• Text extract:

INFORMATION REQUIRED IN THE REGISTRATION STATEMENT

 

Item 3.  Incorporation of Documents by Reference.

 

The following documents, which have heretofore been filed by the Registrant with the Securities and Exchange Commission (the “Commission”) pursuant to the Securities Act of 1933 (the “Act”) and the Securities Exchange Act of 1934 (the “Exchange Act”), are incorporated by reference herein and shall be deemed to be a part hereof:

 

(a)                                  Form 10-K for the year ended December 31, 2010, as amended by Amendment No. 1 to Form 10-K on Form 10-K/A.

 

(b)                                 Form 10-Q for the quarter ended March 31, 2011, as amended by Amendment No. 1 to Form 10-Q on Form 10-Q/A.

 

(c)                                  Form 10-Q for the quarter ended June 30, 2011, as amended by Amendment No. 1 to Form 10-Q on Form 10-Q/A.

 

(d)                                 Form 10-Q for the quarter ended September 30, 2011.

 

(e)                                  Form 8-K filed on March 7, 2011.

 

(f)                                    Form 8-K filed on April 8, 2011.

• Problem requirements: In the registration statement excerpt, which Form 10-Q is listed without an amendment?

(Data items)
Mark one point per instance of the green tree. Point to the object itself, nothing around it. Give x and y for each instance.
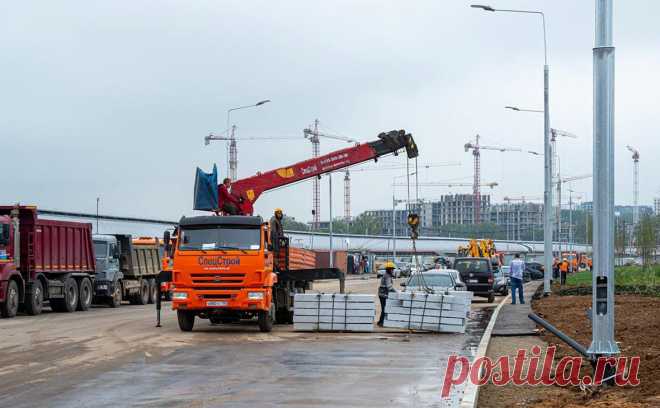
(290, 224)
(647, 238)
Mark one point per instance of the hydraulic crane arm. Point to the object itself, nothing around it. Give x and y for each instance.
(249, 189)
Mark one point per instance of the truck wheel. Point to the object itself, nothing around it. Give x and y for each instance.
(153, 291)
(10, 307)
(34, 302)
(265, 321)
(186, 320)
(143, 297)
(85, 294)
(115, 300)
(70, 300)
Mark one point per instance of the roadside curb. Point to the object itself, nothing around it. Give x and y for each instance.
(471, 392)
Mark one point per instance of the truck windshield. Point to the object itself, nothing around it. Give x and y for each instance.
(471, 265)
(100, 249)
(220, 237)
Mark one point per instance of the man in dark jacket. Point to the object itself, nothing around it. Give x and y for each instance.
(276, 228)
(229, 204)
(386, 286)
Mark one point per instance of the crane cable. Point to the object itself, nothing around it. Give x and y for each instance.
(413, 224)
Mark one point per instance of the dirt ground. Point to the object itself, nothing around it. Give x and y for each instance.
(637, 332)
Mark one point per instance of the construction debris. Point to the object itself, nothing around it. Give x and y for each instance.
(445, 312)
(334, 312)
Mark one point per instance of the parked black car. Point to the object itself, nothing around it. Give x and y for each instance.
(535, 270)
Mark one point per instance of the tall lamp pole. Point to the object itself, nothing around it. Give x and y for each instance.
(602, 330)
(232, 162)
(547, 192)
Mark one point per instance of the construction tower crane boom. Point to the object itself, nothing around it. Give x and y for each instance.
(249, 189)
(476, 186)
(635, 158)
(313, 134)
(447, 184)
(397, 167)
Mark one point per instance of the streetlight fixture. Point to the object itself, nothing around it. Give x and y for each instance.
(232, 160)
(517, 109)
(547, 193)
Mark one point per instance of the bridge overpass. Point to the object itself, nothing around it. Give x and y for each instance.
(374, 244)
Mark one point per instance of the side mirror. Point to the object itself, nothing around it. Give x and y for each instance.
(167, 242)
(4, 234)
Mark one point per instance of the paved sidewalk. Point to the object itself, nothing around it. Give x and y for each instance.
(512, 319)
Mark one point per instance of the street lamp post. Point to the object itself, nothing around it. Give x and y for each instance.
(603, 196)
(231, 151)
(547, 193)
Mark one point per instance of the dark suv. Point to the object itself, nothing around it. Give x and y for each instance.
(477, 273)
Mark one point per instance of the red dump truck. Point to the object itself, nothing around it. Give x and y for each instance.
(44, 260)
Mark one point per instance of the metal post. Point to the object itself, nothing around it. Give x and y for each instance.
(332, 262)
(547, 194)
(603, 212)
(393, 227)
(98, 200)
(569, 246)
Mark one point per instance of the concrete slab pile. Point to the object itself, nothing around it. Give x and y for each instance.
(445, 312)
(334, 312)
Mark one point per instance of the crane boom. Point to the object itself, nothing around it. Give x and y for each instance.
(249, 189)
(447, 184)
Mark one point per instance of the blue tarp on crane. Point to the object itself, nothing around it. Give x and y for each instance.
(206, 190)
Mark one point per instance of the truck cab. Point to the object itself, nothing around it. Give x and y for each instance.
(222, 271)
(478, 275)
(109, 276)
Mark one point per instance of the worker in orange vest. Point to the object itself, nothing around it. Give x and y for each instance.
(563, 270)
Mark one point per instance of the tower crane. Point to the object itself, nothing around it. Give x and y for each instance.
(523, 200)
(401, 167)
(313, 134)
(447, 184)
(233, 149)
(476, 189)
(635, 157)
(554, 133)
(559, 183)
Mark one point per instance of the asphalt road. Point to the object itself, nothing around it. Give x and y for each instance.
(117, 357)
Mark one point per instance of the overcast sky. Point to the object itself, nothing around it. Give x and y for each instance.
(114, 98)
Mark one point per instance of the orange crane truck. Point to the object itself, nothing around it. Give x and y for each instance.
(227, 268)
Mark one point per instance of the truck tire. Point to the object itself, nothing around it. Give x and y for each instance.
(186, 320)
(153, 291)
(265, 321)
(116, 298)
(34, 301)
(10, 307)
(70, 300)
(85, 294)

• Response to this exercise: The Form 10-Q for the quarter ended September 30, 2011.